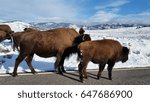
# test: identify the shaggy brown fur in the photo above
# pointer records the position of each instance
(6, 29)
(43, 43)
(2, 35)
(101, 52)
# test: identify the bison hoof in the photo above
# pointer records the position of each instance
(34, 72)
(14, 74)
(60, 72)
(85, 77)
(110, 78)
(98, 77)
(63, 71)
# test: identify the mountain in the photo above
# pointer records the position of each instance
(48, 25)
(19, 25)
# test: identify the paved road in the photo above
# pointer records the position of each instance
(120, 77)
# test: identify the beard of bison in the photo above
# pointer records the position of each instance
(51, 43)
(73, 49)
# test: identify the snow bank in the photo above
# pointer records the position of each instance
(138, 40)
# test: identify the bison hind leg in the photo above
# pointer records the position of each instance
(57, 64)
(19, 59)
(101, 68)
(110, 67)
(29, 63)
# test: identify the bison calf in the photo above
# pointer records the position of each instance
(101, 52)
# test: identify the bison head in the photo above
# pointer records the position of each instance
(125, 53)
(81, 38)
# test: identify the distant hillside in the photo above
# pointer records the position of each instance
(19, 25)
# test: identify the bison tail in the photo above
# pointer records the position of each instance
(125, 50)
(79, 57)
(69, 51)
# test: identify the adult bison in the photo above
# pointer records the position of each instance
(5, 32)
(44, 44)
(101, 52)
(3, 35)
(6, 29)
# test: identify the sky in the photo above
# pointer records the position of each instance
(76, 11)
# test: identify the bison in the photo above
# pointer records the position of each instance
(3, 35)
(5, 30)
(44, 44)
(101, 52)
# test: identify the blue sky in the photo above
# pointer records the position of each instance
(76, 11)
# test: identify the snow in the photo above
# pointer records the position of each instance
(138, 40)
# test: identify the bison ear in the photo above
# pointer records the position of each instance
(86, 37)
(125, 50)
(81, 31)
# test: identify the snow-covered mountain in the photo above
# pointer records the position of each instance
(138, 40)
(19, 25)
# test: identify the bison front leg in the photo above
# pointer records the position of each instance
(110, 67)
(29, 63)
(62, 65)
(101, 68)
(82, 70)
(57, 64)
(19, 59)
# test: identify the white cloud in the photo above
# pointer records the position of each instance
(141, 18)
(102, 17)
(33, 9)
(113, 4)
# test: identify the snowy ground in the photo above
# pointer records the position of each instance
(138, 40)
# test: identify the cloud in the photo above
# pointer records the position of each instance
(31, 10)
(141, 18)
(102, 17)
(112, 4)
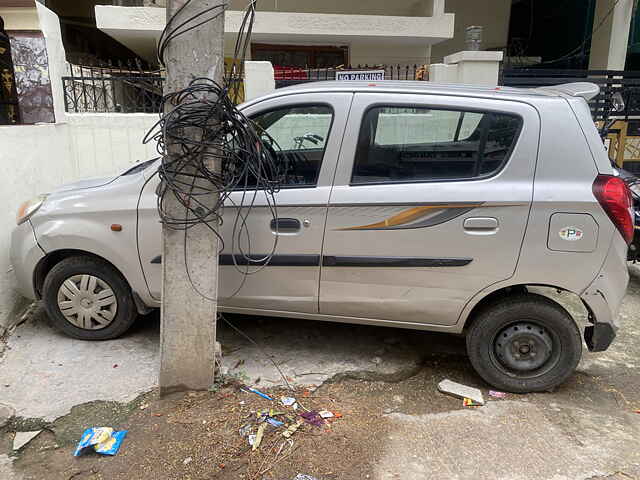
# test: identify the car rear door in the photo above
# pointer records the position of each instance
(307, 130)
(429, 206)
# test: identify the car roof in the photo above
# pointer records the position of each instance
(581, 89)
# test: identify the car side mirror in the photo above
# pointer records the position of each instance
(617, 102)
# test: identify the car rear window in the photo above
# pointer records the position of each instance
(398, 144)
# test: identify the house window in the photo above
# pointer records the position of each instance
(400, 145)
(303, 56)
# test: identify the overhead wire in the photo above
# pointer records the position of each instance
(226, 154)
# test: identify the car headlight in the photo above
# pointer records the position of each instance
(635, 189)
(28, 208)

+++++

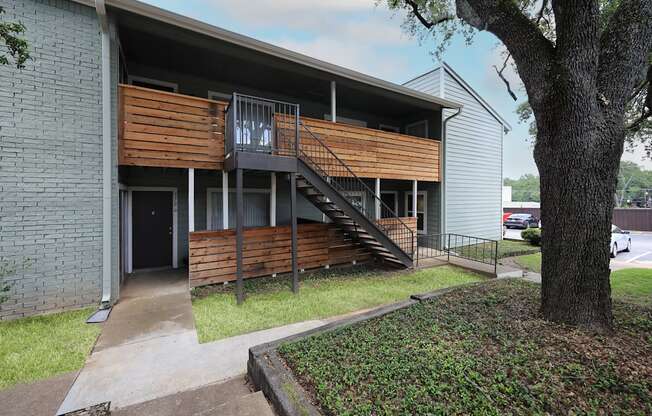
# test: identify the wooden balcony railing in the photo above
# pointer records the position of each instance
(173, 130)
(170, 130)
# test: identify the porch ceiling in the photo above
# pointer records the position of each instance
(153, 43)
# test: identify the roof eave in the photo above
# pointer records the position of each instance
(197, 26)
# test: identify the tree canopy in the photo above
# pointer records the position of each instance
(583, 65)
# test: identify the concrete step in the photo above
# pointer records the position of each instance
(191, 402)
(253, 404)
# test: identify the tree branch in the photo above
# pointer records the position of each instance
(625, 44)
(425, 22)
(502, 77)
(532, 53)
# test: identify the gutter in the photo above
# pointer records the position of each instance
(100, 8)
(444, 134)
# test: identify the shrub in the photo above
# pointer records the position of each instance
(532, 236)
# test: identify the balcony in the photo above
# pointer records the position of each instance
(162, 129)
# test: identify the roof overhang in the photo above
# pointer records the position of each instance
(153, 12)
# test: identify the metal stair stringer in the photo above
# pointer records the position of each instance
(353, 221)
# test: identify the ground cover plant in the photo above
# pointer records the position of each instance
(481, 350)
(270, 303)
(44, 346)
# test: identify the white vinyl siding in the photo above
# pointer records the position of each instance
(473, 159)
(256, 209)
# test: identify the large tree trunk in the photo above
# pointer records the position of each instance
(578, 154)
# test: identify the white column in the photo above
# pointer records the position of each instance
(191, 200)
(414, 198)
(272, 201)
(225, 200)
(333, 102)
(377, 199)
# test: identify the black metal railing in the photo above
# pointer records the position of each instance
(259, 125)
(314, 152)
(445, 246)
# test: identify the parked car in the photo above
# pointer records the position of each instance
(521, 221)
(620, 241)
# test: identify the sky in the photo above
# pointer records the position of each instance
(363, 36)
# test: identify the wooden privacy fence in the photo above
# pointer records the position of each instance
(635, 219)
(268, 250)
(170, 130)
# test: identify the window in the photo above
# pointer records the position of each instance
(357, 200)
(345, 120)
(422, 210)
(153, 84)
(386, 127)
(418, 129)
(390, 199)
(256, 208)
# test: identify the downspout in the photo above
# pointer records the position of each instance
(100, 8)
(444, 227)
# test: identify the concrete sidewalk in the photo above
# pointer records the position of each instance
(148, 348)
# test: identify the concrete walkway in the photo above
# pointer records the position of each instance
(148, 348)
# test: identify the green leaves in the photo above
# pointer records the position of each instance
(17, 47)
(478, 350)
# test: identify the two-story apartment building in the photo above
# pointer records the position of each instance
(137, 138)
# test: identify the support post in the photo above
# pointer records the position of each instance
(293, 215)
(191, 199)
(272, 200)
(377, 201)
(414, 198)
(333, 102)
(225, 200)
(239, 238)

+++++

> _Short exercise_
Locate each line in the items above that contains the string "concrete" and copy those lines.

> _Written response_
# test: identify the concrete step in the photo above
# test: identify the concrete sidewalk in the photo above
# test: identify the concrete walkway in the photo above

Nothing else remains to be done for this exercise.